> _Texto fornecido_:
---

Há uma sensação de que 2020 teve tanto de intenso, como de vazio. Um ano que não devia contar na nossa vida.
Virologistas, infeciologistas, epidemiologistas, médicos de Saúde Publica, psiquiatras, psicólogos e outros especialistas, foram chamados a pronunciar-se e todos os dias fomos bombardeados com informação. A doença não era nova, mas adquiria novas incidências. O vírus, esse temível ser, anunciava-se dotado de armas poderosas, capacidade de adaptação e de mutação. A velocidade estonteante com que nos chegava a informação, destruía as verdades e as certezas acabadas de sair das mentes brilhantes na TV. Buscávamos diariamente nos sites das revistas médicas internacionais as novidades, mas também a especulação. Haveria fármacos capazes de deter o vírus ou de minimizar os estragos? A lista incluía os suspeitos do costume, mas com o passar do tempo a dura realidade mostrou que não havia nenhuma substância química com essa capacidade. Jogou-se sem trunfos e lá se foram as poucas cartas do baralho. A aposta seria a vacina, mas até lá a palavra de ordem era confinar e estrangular a economia. Entretanto as unidades hospitalares faziam mover as suas peças de xadrez, num espaço curto e em que se trabalha habitualmente no limite. No caso da Guarda, deslocaram-se serviços inteiros, sacrificou-se a rotina cirúrgica, reduziu-se atividade na consulta, abriu-se uma ala de Urgência dedicada e abriram-se serviços Covid, incluindo de Cuidados Intensivos. Numa semana criou-se uma ala com mais de 100 camas, disponível para receber doentes, completamente equipada, incluindo os sempre escassos meios humanos. Na primeira vaga sentimos que andámos à frente do vírus. O confinamento foi um êxito e a palavra de ordem era “vamos ficar bem”. O que acontecia em Itália, França e Espanha não se podia repetir. Resiliência era a palavra mais ouvida.

---

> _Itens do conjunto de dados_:

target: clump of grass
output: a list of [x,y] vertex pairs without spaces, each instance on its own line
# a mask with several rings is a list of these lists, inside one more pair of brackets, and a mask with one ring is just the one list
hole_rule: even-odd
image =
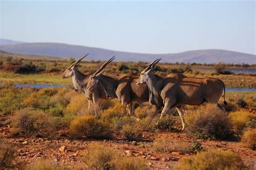
[[[156,151],[160,152],[180,152],[187,153],[193,151],[191,143],[175,141],[166,136],[156,138],[153,143],[153,148]],[[196,149],[196,147],[194,148]],[[200,147],[198,147],[197,150]]]
[[82,153],[90,169],[148,169],[146,162],[137,158],[120,156],[112,148],[99,144],[91,144]]
[[16,150],[6,141],[0,140],[0,168],[11,167],[12,160],[15,158]]
[[149,115],[148,106],[140,107],[139,106],[134,110],[135,115],[140,119],[145,118]]
[[256,129],[248,129],[242,139],[244,145],[251,150],[256,150]]
[[[66,106],[65,113],[81,116],[85,115],[88,113],[88,100],[84,94],[77,94],[77,95],[71,98],[70,102]],[[93,106],[92,105],[92,107]]]
[[241,158],[230,151],[209,150],[184,158],[174,169],[247,169]]
[[111,118],[118,117],[120,117],[125,115],[126,111],[125,107],[122,104],[118,103],[113,107],[103,110],[101,112],[102,119],[107,122],[111,122]]
[[129,157],[117,160],[115,164],[116,169],[137,170],[149,169],[145,161],[137,158]]
[[111,119],[110,125],[116,130],[121,130],[126,124],[132,124],[132,121],[129,116],[114,117]]
[[142,130],[137,126],[126,124],[123,127],[123,132],[125,138],[130,140],[141,137]]
[[53,125],[50,117],[39,110],[24,109],[16,113],[13,124],[20,129],[25,137],[50,137]]
[[231,112],[228,116],[232,121],[234,129],[236,131],[242,131],[250,119],[256,119],[256,116],[244,110]]
[[231,121],[215,104],[201,106],[186,119],[188,131],[197,138],[229,139],[233,136]]
[[91,169],[114,169],[114,155],[112,150],[97,144],[91,144],[82,156]]
[[108,139],[112,137],[112,132],[107,125],[93,116],[78,117],[71,122],[69,127],[70,133],[73,138]]

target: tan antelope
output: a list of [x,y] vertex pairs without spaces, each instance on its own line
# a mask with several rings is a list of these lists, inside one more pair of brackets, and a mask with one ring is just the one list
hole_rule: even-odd
[[[136,120],[139,120],[131,107],[133,102],[145,102],[149,101],[149,94],[146,84],[137,86],[138,76],[132,74],[125,74],[117,79],[103,75],[104,69],[114,59],[111,58],[104,63],[93,75],[91,75],[87,85],[88,90],[94,90],[99,86],[102,86],[108,97],[118,98],[121,103],[126,107],[128,114]],[[161,107],[156,105],[155,112],[159,112]]]
[[91,107],[93,106],[93,110],[96,116],[98,116],[99,109],[98,101],[99,98],[109,99],[104,89],[101,86],[98,86],[93,90],[90,91],[87,90],[86,86],[88,83],[89,76],[93,74],[93,73],[87,73],[85,74],[81,73],[77,68],[79,62],[85,58],[87,55],[78,59],[76,62],[68,67],[63,72],[61,78],[66,79],[72,77],[73,86],[76,91],[84,93],[88,99],[88,110],[90,110]]
[[200,105],[204,102],[218,102],[224,91],[224,104],[227,106],[225,100],[225,85],[217,79],[199,79],[188,77],[182,74],[176,74],[172,76],[161,77],[152,72],[154,66],[161,60],[152,62],[140,73],[137,84],[146,83],[150,93],[152,94],[154,101],[164,107],[160,118],[172,108],[176,108],[181,119],[182,130],[185,124],[183,113],[178,108],[182,104]]

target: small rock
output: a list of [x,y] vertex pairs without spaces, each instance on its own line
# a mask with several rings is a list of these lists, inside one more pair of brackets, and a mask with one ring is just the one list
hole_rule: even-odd
[[132,144],[133,145],[138,145],[138,141],[133,140],[132,142]]
[[170,161],[170,159],[169,159],[169,158],[163,158],[162,160],[164,162],[167,162],[167,161]]
[[64,152],[66,151],[66,147],[65,145],[62,145],[60,146],[60,147],[59,148],[59,151],[60,152]]
[[132,151],[131,150],[126,150],[125,151],[125,153],[131,153],[132,152]]
[[23,141],[23,142],[22,143],[22,144],[24,144],[24,145],[26,145],[26,144],[28,144],[28,141],[25,140],[24,141]]
[[179,155],[181,154],[181,153],[180,152],[172,152],[171,153],[171,155]]
[[128,157],[132,157],[133,155],[132,154],[131,152],[129,152],[126,154],[126,156]]
[[146,155],[142,155],[142,158],[144,158],[144,159],[146,158],[146,157],[147,157],[147,156],[146,156]]
[[157,158],[156,157],[151,157],[150,158],[151,159],[151,160],[159,160],[159,158]]
[[179,158],[172,158],[172,160],[174,161],[177,161],[179,159]]

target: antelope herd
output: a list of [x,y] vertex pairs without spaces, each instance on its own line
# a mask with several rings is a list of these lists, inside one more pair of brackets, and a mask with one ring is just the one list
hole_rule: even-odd
[[161,59],[157,59],[141,72],[139,76],[132,74],[125,74],[118,77],[102,74],[104,68],[114,59],[114,56],[106,61],[94,73],[83,74],[77,68],[81,58],[67,67],[62,73],[62,79],[72,77],[73,86],[76,91],[84,93],[88,99],[88,109],[93,105],[96,116],[98,116],[98,99],[110,100],[117,98],[126,107],[127,114],[136,120],[139,119],[132,109],[133,102],[140,103],[149,101],[154,105],[153,116],[161,112],[160,119],[172,108],[176,108],[182,122],[182,130],[185,123],[183,112],[179,107],[183,104],[200,105],[204,102],[218,103],[223,90],[224,105],[225,85],[217,79],[188,77],[182,74],[174,74],[162,77],[153,71]]

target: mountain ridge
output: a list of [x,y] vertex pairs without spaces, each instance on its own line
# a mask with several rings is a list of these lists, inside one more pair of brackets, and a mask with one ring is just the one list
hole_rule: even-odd
[[117,56],[117,61],[151,62],[163,57],[162,62],[184,63],[256,63],[256,55],[225,49],[210,49],[187,51],[178,53],[149,54],[122,52],[82,45],[57,42],[23,43],[0,46],[0,50],[17,54],[77,58],[87,52],[88,59],[106,60]]

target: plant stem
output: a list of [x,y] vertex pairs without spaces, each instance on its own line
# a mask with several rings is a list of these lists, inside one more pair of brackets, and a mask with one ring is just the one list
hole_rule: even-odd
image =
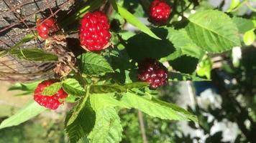
[[139,118],[140,127],[140,131],[142,132],[143,143],[147,143],[146,132],[145,130],[145,124],[143,121],[143,114],[142,112],[140,110],[138,110],[138,118]]

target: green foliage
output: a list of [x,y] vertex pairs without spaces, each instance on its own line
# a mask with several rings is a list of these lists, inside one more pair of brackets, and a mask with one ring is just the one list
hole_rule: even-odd
[[206,81],[206,79],[202,79],[196,75],[191,75],[188,74],[181,74],[178,72],[169,72],[169,81]]
[[13,56],[27,61],[55,61],[58,59],[58,56],[39,49],[10,49],[8,52]]
[[148,87],[149,84],[145,82],[134,82],[124,85],[104,84],[93,85],[91,87],[90,92],[94,94],[111,93],[111,92],[126,92],[128,89],[137,88],[141,89]]
[[58,92],[61,88],[61,83],[60,82],[55,82],[51,84],[49,87],[47,87],[44,89],[42,92],[42,95],[44,96],[52,96],[55,93]]
[[108,107],[126,107],[124,103],[115,99],[114,93],[93,94],[90,96],[91,104],[95,111],[101,110]]
[[[61,27],[68,29],[68,26],[78,22],[86,12],[99,9],[108,11],[112,30],[112,48],[79,54],[76,66],[70,67],[74,70],[66,77],[60,78],[60,82],[46,87],[42,92],[43,95],[52,95],[62,87],[68,94],[65,101],[75,103],[65,122],[65,131],[71,143],[121,142],[123,129],[118,115],[119,109],[120,112],[132,112],[136,109],[157,121],[197,122],[197,117],[188,111],[157,99],[160,96],[157,91],[147,88],[148,83],[137,82],[138,61],[148,57],[159,59],[168,69],[169,82],[206,81],[207,79],[196,74],[210,79],[211,56],[234,46],[241,46],[241,34],[244,34],[245,45],[250,45],[255,41],[255,27],[250,19],[236,16],[232,16],[231,19],[223,11],[209,10],[209,6],[196,8],[199,3],[203,5],[201,1],[174,1],[171,3],[173,13],[166,26],[147,26],[138,17],[148,18],[145,11],[148,10],[150,2],[145,0],[118,2],[110,0],[107,3],[102,0],[84,1],[81,2],[84,6],[75,6],[74,9],[78,10],[60,23]],[[239,1],[232,1],[227,11],[235,11],[241,4]],[[196,12],[193,14],[191,10]],[[145,16],[147,17],[143,17]],[[117,24],[112,23],[115,22],[113,19]],[[135,26],[136,30],[127,30],[126,21]],[[27,35],[9,50],[1,49],[4,52],[0,56],[10,54],[29,61],[59,61],[57,55],[41,49],[20,49],[22,44],[34,38],[33,35]],[[9,90],[20,89],[25,91],[25,94],[32,93],[37,84],[38,82],[15,84]],[[22,123],[45,109],[32,102],[1,122],[0,129]],[[161,128],[167,129],[169,125],[161,124]],[[219,134],[216,133],[214,136],[219,137]],[[163,137],[159,142],[172,142],[173,139],[167,138]],[[142,142],[137,140],[137,142]],[[158,141],[155,139],[152,142]]]
[[244,35],[244,42],[245,45],[250,45],[255,41],[255,29],[245,32]]
[[90,90],[90,87],[87,87],[86,89],[86,94],[85,97],[80,101],[80,102],[76,104],[76,106],[72,110],[72,114],[70,116],[66,119],[66,126],[70,125],[72,123],[75,122],[75,120],[78,117],[78,115],[81,110],[84,108],[84,107],[86,104],[86,102],[88,102],[87,101],[88,96],[89,96],[89,90]]
[[86,90],[76,79],[65,79],[62,82],[62,87],[68,94],[78,97],[86,94]]
[[236,25],[223,12],[198,11],[191,15],[188,20],[186,31],[193,41],[205,51],[220,53],[241,46]]
[[234,16],[232,18],[232,21],[237,25],[239,33],[242,34],[255,28],[253,22],[250,19]]
[[173,44],[166,39],[168,33],[167,29],[154,29],[152,31],[162,40],[153,39],[144,33],[136,34],[127,40],[126,50],[132,59],[137,61],[147,57],[160,59],[168,56],[175,51]]
[[[173,44],[176,49],[176,52],[179,52],[178,56],[187,55],[192,57],[201,59],[205,54],[204,49],[197,46],[188,36],[184,29],[175,30],[173,28],[168,29],[168,39]],[[172,60],[175,53],[169,55],[168,60]],[[177,56],[175,56],[178,57]]]
[[74,114],[73,111],[67,115],[65,119],[65,131],[70,143],[76,143],[82,137],[86,137],[94,127],[96,114],[89,102],[87,102],[86,106],[82,107],[72,123],[68,125],[68,122]]
[[82,73],[90,76],[100,76],[114,72],[104,56],[95,53],[83,54],[80,57],[79,68]]
[[19,125],[38,115],[45,109],[45,107],[35,102],[29,102],[15,114],[4,120],[0,124],[0,129]]
[[131,108],[138,109],[147,114],[162,119],[191,120],[197,122],[196,116],[173,104],[148,99],[127,92],[121,101]]
[[95,126],[88,137],[90,142],[119,142],[122,140],[122,128],[115,109],[108,107],[96,112]]
[[122,16],[124,17],[129,23],[137,27],[140,31],[148,34],[149,36],[157,39],[160,39],[157,36],[156,36],[151,30],[145,26],[142,22],[141,22],[137,17],[133,16],[131,13],[127,11],[123,7],[120,6],[116,4],[116,0],[111,0],[114,9]]

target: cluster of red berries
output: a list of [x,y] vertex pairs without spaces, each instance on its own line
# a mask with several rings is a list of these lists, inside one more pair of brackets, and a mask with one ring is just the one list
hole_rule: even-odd
[[145,59],[139,63],[138,79],[140,82],[150,83],[150,87],[155,89],[168,82],[168,71],[162,63],[152,59]]
[[47,39],[49,34],[58,30],[55,20],[51,17],[47,19],[40,19],[37,21],[37,31],[38,35],[42,39]]
[[171,8],[165,0],[154,0],[150,6],[150,20],[157,24],[164,24],[170,12]]
[[99,51],[106,48],[111,38],[109,27],[108,18],[104,13],[87,13],[81,21],[81,44],[88,51]]
[[68,94],[61,88],[58,92],[53,95],[42,95],[42,92],[47,87],[56,82],[55,80],[45,80],[38,84],[34,92],[34,99],[40,105],[45,107],[51,109],[56,109],[61,104],[63,103],[65,98],[68,97]]
[[[164,0],[154,0],[150,7],[150,19],[155,24],[165,24],[170,14],[170,7]],[[111,34],[107,16],[101,11],[87,13],[81,21],[80,41],[82,46],[88,51],[100,51],[108,46]],[[47,39],[49,34],[58,30],[57,23],[53,18],[40,19],[37,21],[37,31],[42,39]],[[158,61],[146,59],[139,64],[138,79],[141,82],[150,83],[152,89],[166,84],[168,80],[167,69]],[[42,95],[44,89],[53,83],[55,80],[46,80],[38,84],[35,90],[34,99],[41,106],[56,109],[68,97],[63,89],[50,96]]]

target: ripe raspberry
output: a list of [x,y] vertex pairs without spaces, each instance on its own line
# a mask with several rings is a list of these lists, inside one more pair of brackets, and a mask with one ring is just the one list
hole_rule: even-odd
[[111,38],[108,18],[101,11],[87,13],[81,21],[80,41],[88,51],[106,48]]
[[60,101],[60,99],[64,99],[68,97],[68,94],[64,92],[63,88],[52,96],[42,95],[42,92],[44,89],[55,82],[56,82],[55,80],[45,80],[38,84],[34,92],[35,101],[36,101],[41,106],[51,109],[56,109],[60,104],[63,103],[63,102]]
[[149,82],[150,88],[155,89],[167,83],[167,69],[155,59],[146,59],[139,63],[138,79]]
[[171,8],[165,0],[154,0],[150,6],[150,20],[155,24],[164,24],[170,12]]
[[[37,21],[37,31],[38,35],[42,39],[47,39],[49,34],[58,30],[56,21],[53,18],[50,18],[45,21],[45,19],[40,19]],[[43,21],[42,24],[41,22]]]

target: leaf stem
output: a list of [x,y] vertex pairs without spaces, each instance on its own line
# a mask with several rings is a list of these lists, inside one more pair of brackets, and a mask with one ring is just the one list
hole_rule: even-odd
[[145,124],[143,121],[143,114],[142,112],[140,110],[138,110],[138,118],[139,118],[140,127],[140,131],[142,132],[143,143],[147,143],[147,135],[146,135],[146,132],[145,129]]

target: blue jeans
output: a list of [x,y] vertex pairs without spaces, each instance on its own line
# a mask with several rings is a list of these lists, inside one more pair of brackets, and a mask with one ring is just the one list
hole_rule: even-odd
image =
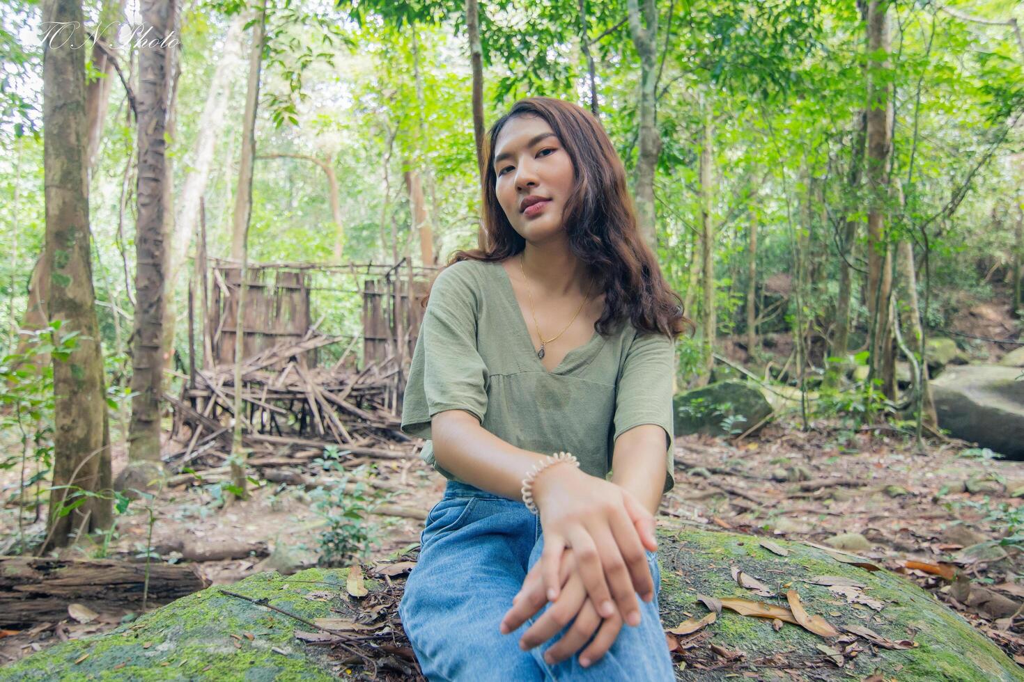
[[431,682],[675,680],[658,616],[656,552],[644,550],[654,598],[645,602],[637,595],[640,625],[623,623],[611,648],[584,668],[579,653],[585,647],[553,666],[544,661],[571,623],[528,651],[519,648],[519,638],[550,603],[517,630],[498,630],[544,547],[540,518],[522,502],[449,481],[444,497],[427,514],[420,543],[398,617]]

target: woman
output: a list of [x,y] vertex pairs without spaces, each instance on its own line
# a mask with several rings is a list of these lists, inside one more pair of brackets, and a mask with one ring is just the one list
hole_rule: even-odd
[[402,404],[449,479],[402,626],[430,680],[672,680],[653,514],[688,320],[593,116],[523,99],[485,151],[483,247],[434,279]]

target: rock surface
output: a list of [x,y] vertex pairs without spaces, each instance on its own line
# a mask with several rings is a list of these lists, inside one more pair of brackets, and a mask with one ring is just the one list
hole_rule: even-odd
[[939,426],[1013,459],[1024,459],[1024,379],[1015,367],[949,366],[932,381]]
[[[859,638],[844,644],[837,639],[851,635],[824,639],[790,623],[776,631],[770,620],[723,610],[715,623],[679,637],[685,648],[673,653],[677,679],[741,679],[745,673],[745,677],[766,680],[860,680],[878,672],[886,679],[899,680],[1024,680],[1020,667],[1001,649],[913,583],[884,570],[872,573],[839,561],[835,554],[806,544],[783,540],[768,544],[771,549],[762,546],[759,538],[690,527],[678,531],[659,529],[659,605],[665,629],[708,613],[698,595],[741,597],[784,606],[786,590],[795,589],[808,613],[823,618],[838,629],[859,626],[885,640],[912,641],[913,647],[869,646]],[[775,553],[780,549],[788,554]],[[780,596],[758,596],[740,587],[732,578],[732,566]],[[347,575],[347,569],[310,569],[290,577],[269,572],[227,588],[214,586],[113,632],[57,644],[0,668],[0,679],[367,679],[357,676],[357,667],[331,658],[332,653],[343,656],[342,652],[296,638],[296,630],[312,628],[221,592],[228,589],[253,599],[266,599],[271,606],[310,621],[354,619],[357,612],[370,610],[372,604],[382,606],[380,620],[375,622],[384,620],[385,615],[396,621],[397,589],[387,591],[382,580],[368,578],[365,586],[369,594],[351,597],[345,589]],[[838,578],[862,585],[857,589],[866,603],[873,602],[881,610],[809,582],[821,582],[822,576],[833,577],[825,582]],[[395,588],[401,584],[401,578],[391,580]],[[407,645],[400,633],[396,635],[396,643]],[[383,641],[390,641],[390,637]],[[844,650],[851,644],[860,650],[856,656],[843,656],[842,668],[819,648],[828,645]],[[719,651],[737,655],[723,658],[714,652],[713,645]],[[378,679],[384,679],[383,670]],[[390,672],[395,675],[394,669]],[[415,676],[410,671],[397,677]]]

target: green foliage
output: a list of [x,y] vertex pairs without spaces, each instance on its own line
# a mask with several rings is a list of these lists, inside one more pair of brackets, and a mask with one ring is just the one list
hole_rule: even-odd
[[[330,488],[318,486],[309,493],[313,511],[327,521],[327,529],[321,533],[318,540],[321,563],[325,566],[348,565],[354,557],[366,558],[370,555],[380,531],[377,524],[367,518],[382,502],[365,481],[376,466],[361,465],[346,471],[336,465],[337,455],[328,455],[327,452],[319,461],[325,471],[337,468],[341,473]],[[352,489],[346,491],[346,486],[353,480]]]

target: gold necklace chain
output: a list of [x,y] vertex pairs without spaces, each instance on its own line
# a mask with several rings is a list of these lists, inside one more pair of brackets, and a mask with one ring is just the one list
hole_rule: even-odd
[[565,325],[565,329],[559,331],[556,336],[552,336],[548,340],[544,340],[544,336],[541,335],[541,325],[537,323],[537,314],[534,312],[534,294],[530,293],[529,291],[529,280],[526,279],[526,270],[523,268],[522,265],[524,256],[525,252],[519,253],[519,271],[522,273],[522,280],[526,284],[526,297],[529,299],[529,314],[534,317],[534,327],[537,329],[537,337],[541,339],[541,350],[537,352],[537,357],[543,359],[544,347],[550,344],[551,342],[555,340],[556,338],[558,338],[558,336],[561,336],[563,333],[565,333],[565,329],[568,329],[570,326],[572,326],[572,323],[575,321],[577,316],[580,315],[580,311],[583,310],[583,307],[587,305],[588,301],[590,301],[590,289],[588,288],[587,298],[583,300],[582,304],[580,304],[580,308],[577,309],[577,313],[575,315],[572,316],[572,319],[569,320],[569,323]]

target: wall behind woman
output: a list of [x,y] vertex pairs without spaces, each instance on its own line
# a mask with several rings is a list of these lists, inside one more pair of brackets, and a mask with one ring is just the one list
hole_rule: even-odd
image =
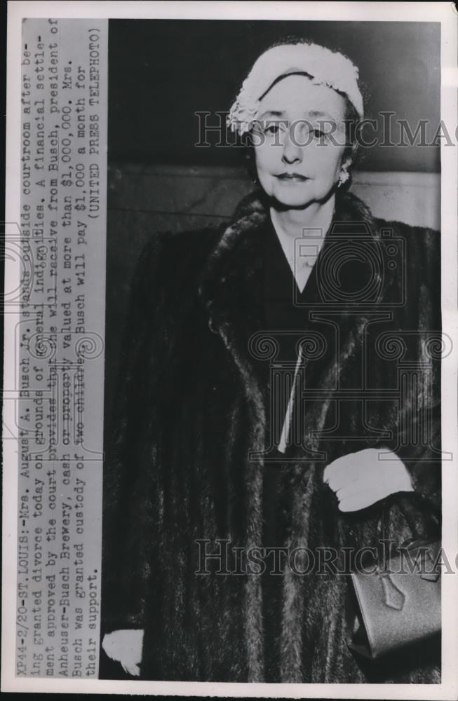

---

> _Questões_:
1) Resuma em duas frases o texto sobre o ano de 2020 e a resposta hospitalar ao vírus.
2) Prossiga o texto sobre o ano de 2020 e a resposta hospitalar ao vírus a partir da sua última frase.
O material apresentado não é necessário.

> _Resultados do exercício_:
1) Em 2020, todos os dias fomos bombardeados com informação de especialistas sobre um vírus capaz de se adaptar e de sofrer mutações, e a realidade mostrou que nenhuma substância química o conseguia deter, pelo que, até à vacina, a palavra de ordem foi confinar. Na Guarda, os serviços hospitalares foram reorganizados e, numa semana, criou-se uma ala com mais de 100 camas, tendo-se sentido na primeira vaga que se andava à frente do vírus.

2)
Teve custos para além dos financeiros, sem dúvida. Quantos doentes viram atrasados os seus diagnósticos e quantas cirurgias ficaram adiadas? Quando poderíamos regressar à atividade normal e recuperar listas que se acumularam? Mas muito para além disso, como ficaram as emoções e os pequenos (enormes) prazeres? A sensação de um ano que não se viveu. E como fica o filho que não acompanhou o envelhecimento do seu pai ou o avô que não se apercebeu que o neto já corre, para quando fica aquela grande viagem que foi adiada, e aquele novo negócio que mudaria a vida por certo, e o casamento que não aconteceu e a despedida que não se chorou e tanta outra coisa que se protelou.
Tudo sabíamos, tudo tínhamos aprendido. Ou talvez não. Na primeira vaga a mortalidade nacional atribuída ao Covid atingiu os 1.800, e chegamos a março com cerca de nove (9) vezes mais. Em novembro assistiu-se a um crescimento de casos. Adiaram-se decisões para salvar alguma economia. O resultado veio em janeiro e em fevereiro, e mantivemo-nos demasiado tempo, com o maior número de casos por milhão de habitantes. Ainda hoje tento entender como resistiu o Serviço Nacional de Saúde (SNS). Todos os dias se pedia mais um esforço, mais umas camas, mais umas horas, mais um esforço, e mais um… Os serviços de Medicina Intensiva esticaram mais uma vez, os Serviços de Urgência transbordaram e os internamentos atingiram o limite.
Bendito estado de emergência, menos rigoroso, mas o suficiente para em poucos dias deixarmos o primeiro lugar de novos casos e de mortalidade. Olhando para os gráficos verificamos que a maior redução de casos acompanhou o encerramento dos restaurantes e das escolas. Somos portugueses, mantemos o nosso fado, somos capazes do melhor e do pior.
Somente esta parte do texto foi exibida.